Tasks and exercises
a – Answer these questions using the thread about Anna's obedience training:
(i) What is the name of the dog DJEtzel is working with?
(ii) Which item of Liz&Anna's does DJEtzel ask about?
(iii) According to Packen, in which direction should the ball be thrown as a reward?
b – Pick up the thread about Anna's obedience training where it stops, and keep it going.

Text shown
------------------------------------------------------------

# Anna 11.5 months old



## Liz&Anna (Oct 29, 2013)

Some obedience with Anna this morning 



IPO obedience with Anna - YouTube



Sent from Petguide.com Free App


----------



## DJEtzel (Feb 11, 2010)

Looking pretty good for your first dog! 

I admit I only watched like the first minute before I got distracted, but I wanted to comment (with my limited experience) and say that instead of waiting for her to get ahead and need to bounce back to get into position, I would be rewarding more frequently for getting it right, breaking for a little tug to amp her up, then going back for more. 

This is where I'm at with Patton, if you care to see. We haven't been spending much time on it and I don't know a lot of what I'm doing, either... Just trying to keep him in position and reward for proper positioning as much as possible. It's hard to tell sometimes! 





 
Also, love your vest! Where did you get it? Is it a training vest or other?


----------



## Packen (Sep 14, 2008)

Liz&Anna said:


> Some obedience with Anna this morning
> 
> 
> 
> ...


Cool. It will get even better if you take 1-2 steps only then reward with ball BUT throw the ball back behind you and not in front as you have been doing.

These 2 simple changes will help in,

1. Reward while in good position
2. Stop forging (dog is forging because of reward direction anticipation)


----------



## Gib_laut (Jul 25, 2014)

------------------------------------------------------------

Provided records
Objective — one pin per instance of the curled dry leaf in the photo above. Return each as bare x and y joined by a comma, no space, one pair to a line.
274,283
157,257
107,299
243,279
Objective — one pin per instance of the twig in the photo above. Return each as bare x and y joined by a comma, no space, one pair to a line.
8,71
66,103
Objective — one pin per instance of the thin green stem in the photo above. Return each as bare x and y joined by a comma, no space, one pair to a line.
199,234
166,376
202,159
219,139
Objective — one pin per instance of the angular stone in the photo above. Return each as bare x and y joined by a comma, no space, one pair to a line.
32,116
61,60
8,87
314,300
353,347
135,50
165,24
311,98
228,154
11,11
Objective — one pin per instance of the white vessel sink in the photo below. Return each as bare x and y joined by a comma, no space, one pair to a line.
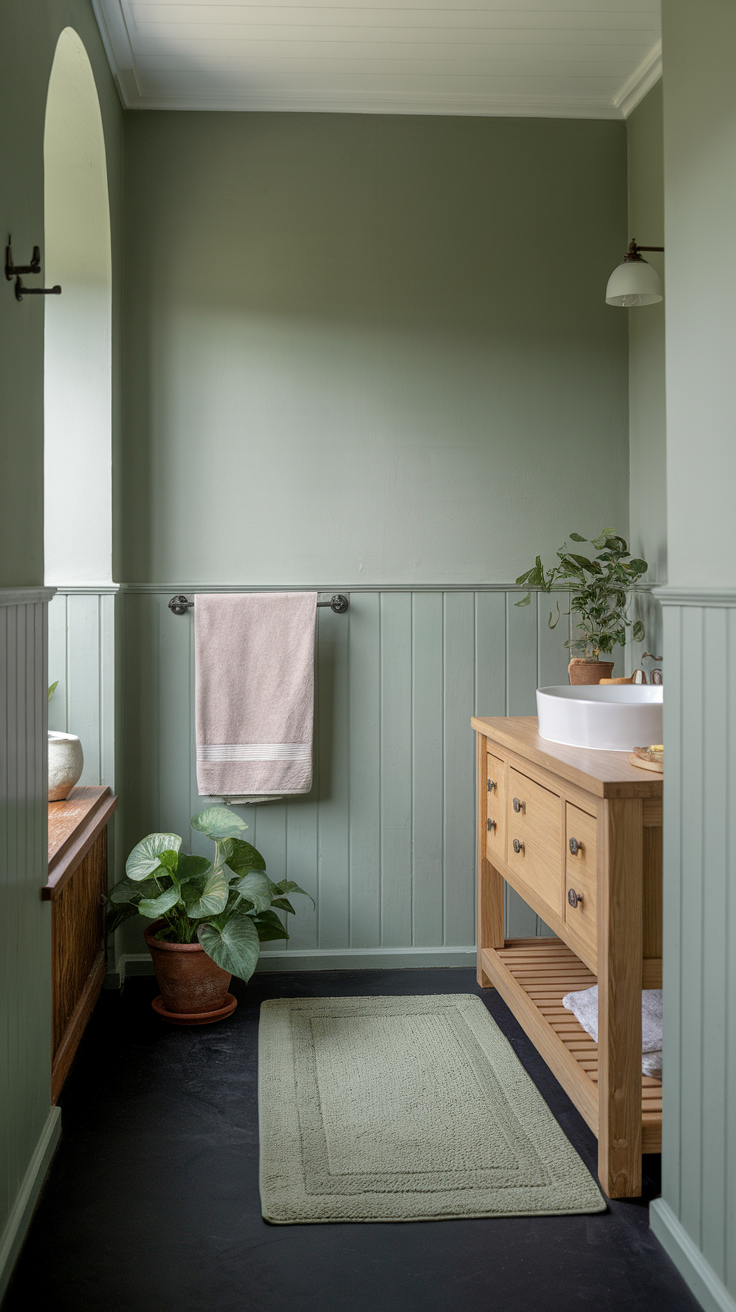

------------------------------------------------------------

Solved tasks
a –
(i) Patton
(ii) Her vest
(iii) Back behind the handler, not in front

b –
Nice video! I wouldn't throw the ball forward either. Don't give the dog any reason to want to forge. Honestly the only place that ball needs to be is under your armpit and then just raise your arm and drop it to the dog. 

Also clear to see the dog lacks rear end awareness. It isn't comfortable backing up or turning it's butt. Lots more turns while standing still and in motion!


----------



## robk (Jun 16, 2011)

I think what you are doing looks great! Your dog is coming along very nice and you are doing a great job. Nice pivot into position.


----------



## robk (Jun 16, 2011)

I just realized that I was actually watching DJEtzels video and not Liz&Anna's video. Liz yours looks good as well. Dog training is a learning process. Keep up the good work!


----------



## DJEtzel (Feb 11, 2010)

robk said:


> I just realized that I was actually watching DJEtzels video and not Liz&Anna's video. Liz yours looks good as well. Dog training is a learning process. Keep up the good work!


Whoops!! Sorry/thanks? lol :wild:


----------



## mycobraracr (Dec 4, 2011)

Liz&Anna said:


> Some obedience with Anna this morning
> 
> 
> 
> ...




Nice! The only suggestion I have that I didn't see yet is to not always throw the ball away from you. Throw it past you(or between your legs) as she's running back. You can already see that her recall is far from you. This is because she's anticipating the ball getting thrown behind her. 

Also the "find/follow the leg" game like in DjEtzels video is great. That's all I did with Kimber for a long while.

Edit: Also walking faster(with a purpose) can help keep the dog engaged and focused.


----------



## DaniFani (Jan 24, 2013)

Nice! I like following your journey with Anna. This may be nitpicking, but this is what I see...and only because I get nitpicked by my TD for some of the same stuff lol.

You lose the dog on your first step, can be remedied by doing some focus work and rewarding unexpectedly on the first step...then the third...then the second...then the first, then the fifth..etc. Create the expectation for the reward.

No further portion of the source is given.